'''

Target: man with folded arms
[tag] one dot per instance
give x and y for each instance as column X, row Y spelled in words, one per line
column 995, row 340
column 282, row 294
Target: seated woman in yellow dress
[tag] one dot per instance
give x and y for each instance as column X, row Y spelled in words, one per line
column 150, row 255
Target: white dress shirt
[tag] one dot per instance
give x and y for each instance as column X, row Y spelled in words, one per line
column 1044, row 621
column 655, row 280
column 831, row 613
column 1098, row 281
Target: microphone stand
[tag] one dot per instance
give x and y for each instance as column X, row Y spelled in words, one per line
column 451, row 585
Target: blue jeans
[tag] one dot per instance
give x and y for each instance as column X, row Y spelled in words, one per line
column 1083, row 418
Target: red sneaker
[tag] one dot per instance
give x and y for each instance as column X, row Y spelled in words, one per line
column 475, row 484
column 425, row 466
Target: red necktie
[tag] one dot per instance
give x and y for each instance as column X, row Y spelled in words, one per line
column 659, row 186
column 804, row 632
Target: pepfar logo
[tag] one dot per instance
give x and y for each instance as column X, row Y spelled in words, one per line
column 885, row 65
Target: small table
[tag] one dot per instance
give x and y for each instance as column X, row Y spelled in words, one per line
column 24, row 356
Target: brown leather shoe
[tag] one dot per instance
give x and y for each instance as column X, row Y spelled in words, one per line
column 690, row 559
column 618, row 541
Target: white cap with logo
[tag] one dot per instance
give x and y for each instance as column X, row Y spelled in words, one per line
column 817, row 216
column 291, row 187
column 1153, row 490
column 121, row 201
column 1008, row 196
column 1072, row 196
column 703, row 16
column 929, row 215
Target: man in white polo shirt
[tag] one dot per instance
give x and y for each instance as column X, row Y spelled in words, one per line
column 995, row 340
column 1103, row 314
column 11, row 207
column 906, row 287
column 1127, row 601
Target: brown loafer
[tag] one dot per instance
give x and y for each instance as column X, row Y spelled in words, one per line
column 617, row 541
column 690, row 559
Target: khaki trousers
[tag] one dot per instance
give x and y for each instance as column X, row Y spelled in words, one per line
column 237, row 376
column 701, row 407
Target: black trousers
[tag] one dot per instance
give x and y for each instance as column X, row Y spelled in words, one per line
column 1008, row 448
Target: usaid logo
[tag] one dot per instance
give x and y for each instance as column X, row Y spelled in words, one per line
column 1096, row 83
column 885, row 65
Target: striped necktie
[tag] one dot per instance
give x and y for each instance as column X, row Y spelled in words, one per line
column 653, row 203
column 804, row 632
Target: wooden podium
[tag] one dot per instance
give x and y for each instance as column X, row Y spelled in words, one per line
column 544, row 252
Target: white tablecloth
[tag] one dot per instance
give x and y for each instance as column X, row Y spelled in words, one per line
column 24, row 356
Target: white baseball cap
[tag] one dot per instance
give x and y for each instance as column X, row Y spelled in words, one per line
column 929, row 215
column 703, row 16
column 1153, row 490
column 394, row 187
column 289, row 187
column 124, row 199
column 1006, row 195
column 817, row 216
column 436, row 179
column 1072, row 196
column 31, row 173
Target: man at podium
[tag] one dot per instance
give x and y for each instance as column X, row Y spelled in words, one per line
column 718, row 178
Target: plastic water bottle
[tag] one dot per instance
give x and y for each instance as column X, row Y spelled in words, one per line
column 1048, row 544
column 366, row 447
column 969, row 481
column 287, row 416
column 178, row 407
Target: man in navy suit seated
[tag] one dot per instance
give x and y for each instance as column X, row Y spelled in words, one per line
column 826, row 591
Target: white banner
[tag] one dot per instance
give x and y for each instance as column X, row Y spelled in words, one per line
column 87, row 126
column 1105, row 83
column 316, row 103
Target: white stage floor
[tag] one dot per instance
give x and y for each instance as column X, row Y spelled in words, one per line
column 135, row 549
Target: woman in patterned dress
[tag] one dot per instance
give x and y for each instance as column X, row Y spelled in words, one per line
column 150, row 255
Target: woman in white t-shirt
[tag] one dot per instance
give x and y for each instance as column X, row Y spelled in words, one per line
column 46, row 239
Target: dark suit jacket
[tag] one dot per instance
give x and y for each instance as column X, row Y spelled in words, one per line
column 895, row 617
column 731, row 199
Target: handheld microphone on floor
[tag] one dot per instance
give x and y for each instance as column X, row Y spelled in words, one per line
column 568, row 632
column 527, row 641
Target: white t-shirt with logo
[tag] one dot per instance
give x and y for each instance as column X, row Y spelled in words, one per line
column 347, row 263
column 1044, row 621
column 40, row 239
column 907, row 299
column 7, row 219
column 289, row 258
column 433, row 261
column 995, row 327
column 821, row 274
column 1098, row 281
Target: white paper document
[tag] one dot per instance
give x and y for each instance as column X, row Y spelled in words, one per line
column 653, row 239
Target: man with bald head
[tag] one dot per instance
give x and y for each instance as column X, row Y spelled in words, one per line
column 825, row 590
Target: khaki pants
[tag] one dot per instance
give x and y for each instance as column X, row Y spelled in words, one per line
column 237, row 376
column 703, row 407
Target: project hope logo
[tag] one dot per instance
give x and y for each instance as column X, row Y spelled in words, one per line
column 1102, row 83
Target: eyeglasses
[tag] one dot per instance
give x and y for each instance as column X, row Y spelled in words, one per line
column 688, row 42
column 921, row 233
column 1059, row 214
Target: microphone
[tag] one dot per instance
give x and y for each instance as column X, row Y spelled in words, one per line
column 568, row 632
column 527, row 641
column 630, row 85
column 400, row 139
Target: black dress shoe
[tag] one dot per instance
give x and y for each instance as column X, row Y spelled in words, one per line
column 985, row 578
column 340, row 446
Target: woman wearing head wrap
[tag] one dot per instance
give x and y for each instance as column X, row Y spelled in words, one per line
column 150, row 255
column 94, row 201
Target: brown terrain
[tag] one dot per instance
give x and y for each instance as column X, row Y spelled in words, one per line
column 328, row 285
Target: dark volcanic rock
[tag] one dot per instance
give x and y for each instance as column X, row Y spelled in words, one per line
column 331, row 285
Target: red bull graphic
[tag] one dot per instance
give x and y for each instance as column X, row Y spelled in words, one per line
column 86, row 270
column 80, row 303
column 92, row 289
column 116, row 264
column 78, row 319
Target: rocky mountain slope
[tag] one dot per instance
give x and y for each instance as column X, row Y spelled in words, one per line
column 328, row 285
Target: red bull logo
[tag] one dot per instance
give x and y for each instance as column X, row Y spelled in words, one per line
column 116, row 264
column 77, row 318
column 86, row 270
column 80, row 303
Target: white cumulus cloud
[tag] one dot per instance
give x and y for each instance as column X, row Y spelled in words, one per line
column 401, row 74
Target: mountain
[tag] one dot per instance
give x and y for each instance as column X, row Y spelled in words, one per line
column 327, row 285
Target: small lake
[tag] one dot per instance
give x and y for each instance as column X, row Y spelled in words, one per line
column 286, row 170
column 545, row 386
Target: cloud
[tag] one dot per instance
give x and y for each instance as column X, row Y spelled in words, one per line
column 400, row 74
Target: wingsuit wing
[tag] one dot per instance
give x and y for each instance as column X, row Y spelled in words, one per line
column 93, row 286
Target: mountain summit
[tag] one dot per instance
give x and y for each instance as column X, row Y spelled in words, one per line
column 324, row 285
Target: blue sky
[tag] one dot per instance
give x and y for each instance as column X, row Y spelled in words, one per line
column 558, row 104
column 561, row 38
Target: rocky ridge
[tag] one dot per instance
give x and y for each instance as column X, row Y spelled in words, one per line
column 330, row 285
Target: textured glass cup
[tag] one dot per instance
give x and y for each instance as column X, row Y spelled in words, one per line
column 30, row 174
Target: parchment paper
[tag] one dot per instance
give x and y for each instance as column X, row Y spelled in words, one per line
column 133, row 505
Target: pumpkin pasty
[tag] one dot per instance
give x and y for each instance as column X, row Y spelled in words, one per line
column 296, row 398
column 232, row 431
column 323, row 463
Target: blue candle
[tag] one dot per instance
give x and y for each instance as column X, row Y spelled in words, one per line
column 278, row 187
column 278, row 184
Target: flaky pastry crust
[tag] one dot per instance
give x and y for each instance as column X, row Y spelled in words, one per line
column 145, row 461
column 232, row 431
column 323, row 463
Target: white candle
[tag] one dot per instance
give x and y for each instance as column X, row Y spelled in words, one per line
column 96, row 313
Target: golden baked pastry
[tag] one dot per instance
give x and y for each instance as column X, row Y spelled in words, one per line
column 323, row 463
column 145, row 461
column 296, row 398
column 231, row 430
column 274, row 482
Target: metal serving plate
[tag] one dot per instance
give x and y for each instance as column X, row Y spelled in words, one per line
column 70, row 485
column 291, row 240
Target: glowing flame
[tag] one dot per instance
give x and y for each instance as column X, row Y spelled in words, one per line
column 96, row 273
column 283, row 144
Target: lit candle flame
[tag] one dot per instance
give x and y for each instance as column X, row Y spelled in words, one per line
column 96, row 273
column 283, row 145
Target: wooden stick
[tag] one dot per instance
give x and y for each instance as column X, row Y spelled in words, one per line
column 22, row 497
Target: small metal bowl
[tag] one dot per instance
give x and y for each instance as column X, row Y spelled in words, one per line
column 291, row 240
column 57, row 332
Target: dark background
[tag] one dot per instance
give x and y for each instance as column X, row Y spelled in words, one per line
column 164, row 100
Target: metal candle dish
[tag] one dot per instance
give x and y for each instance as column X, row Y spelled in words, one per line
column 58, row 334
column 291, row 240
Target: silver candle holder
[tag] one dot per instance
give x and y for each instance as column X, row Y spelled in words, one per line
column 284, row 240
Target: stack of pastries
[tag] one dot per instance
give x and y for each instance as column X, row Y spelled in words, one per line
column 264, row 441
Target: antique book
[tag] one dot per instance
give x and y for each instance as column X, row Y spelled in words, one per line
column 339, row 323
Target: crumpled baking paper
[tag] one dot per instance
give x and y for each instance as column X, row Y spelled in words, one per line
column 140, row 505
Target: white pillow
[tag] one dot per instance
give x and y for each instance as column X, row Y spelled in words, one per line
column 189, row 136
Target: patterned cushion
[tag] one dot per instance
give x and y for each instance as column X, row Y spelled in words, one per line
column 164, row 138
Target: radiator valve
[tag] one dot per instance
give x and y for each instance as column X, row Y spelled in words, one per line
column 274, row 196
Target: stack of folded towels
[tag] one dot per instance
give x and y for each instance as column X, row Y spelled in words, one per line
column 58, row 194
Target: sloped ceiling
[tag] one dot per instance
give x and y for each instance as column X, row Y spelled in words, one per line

'''

■ Brief ■
Reproduce the stretch of lines from the one containing "Target: metal candle dish" through the one containing "column 284, row 240", both included.

■ Worked solution ■
Target: metal candle dish
[tag] one dot per instance
give x and y for each instance as column X, row Y spelled in words, one per line
column 58, row 334
column 291, row 240
Target: silver candle holder
[tag] one dot per instance
give x and y for each instance as column X, row Y spelled in words, one per line
column 284, row 240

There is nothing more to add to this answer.